SEZIONE DEL TESTO ▸
-------

Trattato sulla Plastica, Luppi (Osservatorio riutilizzo): “Realistico un accordo non particolarmente vincolante”

Pietro Luppi ha partecipato ai lavori di Busan (Corea del Sud) per un trattato vincolante sull’inquinamento da plastica come delegato dell’Alleanza Internazionale dei Waste Pickers

Daniele Di Stefano
Daniele Di Stefano
Giornalista ambientale, un passato nell’associazionismo e nella ricerca non profit, collabora con diverse testate

Abbiamo raccontato i lavori – e gli scarsi risultati – del quinto e ultimo incontro del Comitato Intergovernativo di Negoziazione (INC-5) per il trattato globale sulla plastica, a Busan, in Corea del Sud. Pietro Luppi, presidente dell’Osservatorio sul Riutilizzo, ha seguito i lavori nel Busan Exhibition and Convention Center.

 

Pietro Luppi, a Busan rappresentavi i waste pickers: chi sono?

-------

RIGHE DI DATI ▸
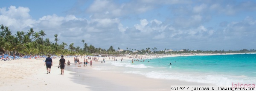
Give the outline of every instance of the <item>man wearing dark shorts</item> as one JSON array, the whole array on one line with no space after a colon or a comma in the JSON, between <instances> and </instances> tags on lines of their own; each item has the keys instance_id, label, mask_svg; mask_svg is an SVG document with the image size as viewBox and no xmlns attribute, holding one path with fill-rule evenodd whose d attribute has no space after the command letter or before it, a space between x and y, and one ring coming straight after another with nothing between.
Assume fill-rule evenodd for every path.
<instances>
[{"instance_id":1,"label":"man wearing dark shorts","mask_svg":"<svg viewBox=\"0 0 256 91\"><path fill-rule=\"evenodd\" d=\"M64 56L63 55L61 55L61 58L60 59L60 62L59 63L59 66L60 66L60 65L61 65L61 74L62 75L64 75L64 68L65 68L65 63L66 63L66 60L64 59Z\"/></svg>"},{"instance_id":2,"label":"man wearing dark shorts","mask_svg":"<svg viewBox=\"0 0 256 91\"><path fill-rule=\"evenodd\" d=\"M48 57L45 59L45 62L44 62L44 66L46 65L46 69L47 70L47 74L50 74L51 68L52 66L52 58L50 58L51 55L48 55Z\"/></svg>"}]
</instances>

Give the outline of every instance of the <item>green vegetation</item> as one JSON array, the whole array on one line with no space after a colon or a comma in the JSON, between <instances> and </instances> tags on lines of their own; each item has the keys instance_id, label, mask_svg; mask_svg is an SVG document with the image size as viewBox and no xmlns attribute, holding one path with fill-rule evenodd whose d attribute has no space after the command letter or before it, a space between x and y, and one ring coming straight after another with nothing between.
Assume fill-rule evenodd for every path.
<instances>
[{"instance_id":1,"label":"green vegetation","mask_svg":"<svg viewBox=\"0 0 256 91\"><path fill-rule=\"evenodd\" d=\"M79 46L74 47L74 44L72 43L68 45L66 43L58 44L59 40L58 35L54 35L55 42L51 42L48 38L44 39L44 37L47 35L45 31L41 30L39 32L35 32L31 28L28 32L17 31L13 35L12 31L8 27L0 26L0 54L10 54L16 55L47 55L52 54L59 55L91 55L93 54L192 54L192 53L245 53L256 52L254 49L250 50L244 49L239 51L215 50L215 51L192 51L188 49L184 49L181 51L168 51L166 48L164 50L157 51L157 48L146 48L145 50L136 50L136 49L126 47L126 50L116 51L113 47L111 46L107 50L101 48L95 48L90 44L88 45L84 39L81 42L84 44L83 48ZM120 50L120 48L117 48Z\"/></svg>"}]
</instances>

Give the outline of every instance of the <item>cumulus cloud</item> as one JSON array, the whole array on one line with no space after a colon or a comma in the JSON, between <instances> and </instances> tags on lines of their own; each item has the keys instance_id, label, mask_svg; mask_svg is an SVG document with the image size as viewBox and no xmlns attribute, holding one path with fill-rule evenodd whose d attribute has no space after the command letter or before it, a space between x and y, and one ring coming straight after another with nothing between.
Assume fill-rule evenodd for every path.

-------

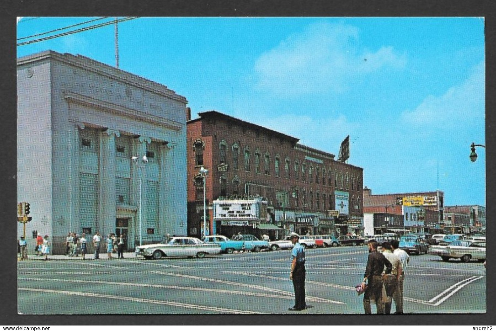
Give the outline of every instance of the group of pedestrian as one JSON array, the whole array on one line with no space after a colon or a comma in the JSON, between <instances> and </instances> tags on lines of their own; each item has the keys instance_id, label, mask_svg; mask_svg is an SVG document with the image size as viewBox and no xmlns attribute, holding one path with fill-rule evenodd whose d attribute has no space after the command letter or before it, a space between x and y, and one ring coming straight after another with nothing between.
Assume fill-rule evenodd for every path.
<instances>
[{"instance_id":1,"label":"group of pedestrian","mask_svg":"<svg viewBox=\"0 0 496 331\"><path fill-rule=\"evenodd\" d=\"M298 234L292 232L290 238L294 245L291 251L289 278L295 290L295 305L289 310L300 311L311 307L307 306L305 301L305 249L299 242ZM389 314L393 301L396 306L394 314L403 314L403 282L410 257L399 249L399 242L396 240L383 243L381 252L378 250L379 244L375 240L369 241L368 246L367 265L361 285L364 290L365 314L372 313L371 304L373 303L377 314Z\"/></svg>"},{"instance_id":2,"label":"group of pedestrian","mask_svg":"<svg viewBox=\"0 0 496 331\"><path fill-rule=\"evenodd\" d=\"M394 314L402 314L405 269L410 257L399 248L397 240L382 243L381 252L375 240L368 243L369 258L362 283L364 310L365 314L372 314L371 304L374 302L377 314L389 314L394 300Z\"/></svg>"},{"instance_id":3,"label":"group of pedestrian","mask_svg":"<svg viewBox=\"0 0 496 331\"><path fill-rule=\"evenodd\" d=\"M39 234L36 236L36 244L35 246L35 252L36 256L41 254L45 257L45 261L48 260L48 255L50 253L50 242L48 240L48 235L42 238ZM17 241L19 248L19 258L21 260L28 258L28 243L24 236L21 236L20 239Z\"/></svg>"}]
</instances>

-------

COMPITI DA SVOLGERE ▸
• a. Secondo l'articolo sul trattato sulla plastica, quale associazione rappresentava Pietro Luppi come delegato ai lavori di Busan?
• b. Per favore, riscrivi il passo dell'articolo sul trattato sulla plastica che comincia con "Abbiamo raccontato i" e prosegue fino a "and Convention Center.", sostituendo "presidente" con "direttore".

SOLUZIONI PER COMPITO ▸
• a. L'Alleanza Internazionale dei Waste Pickers.

• b.
Abbiamo raccontato i lavori – e gli scarsi risultati – del quinto e ultimo incontro del Comitato Intergovernativo di Negoziazione (INC-5) per il trattato globale sulla plastica, a Busan, in Corea del Sud. Pietro Luppi, direttore dell’Osservatorio sul Riutilizzo, ha seguito i lavori nel Busan Exhibition and Convention Center.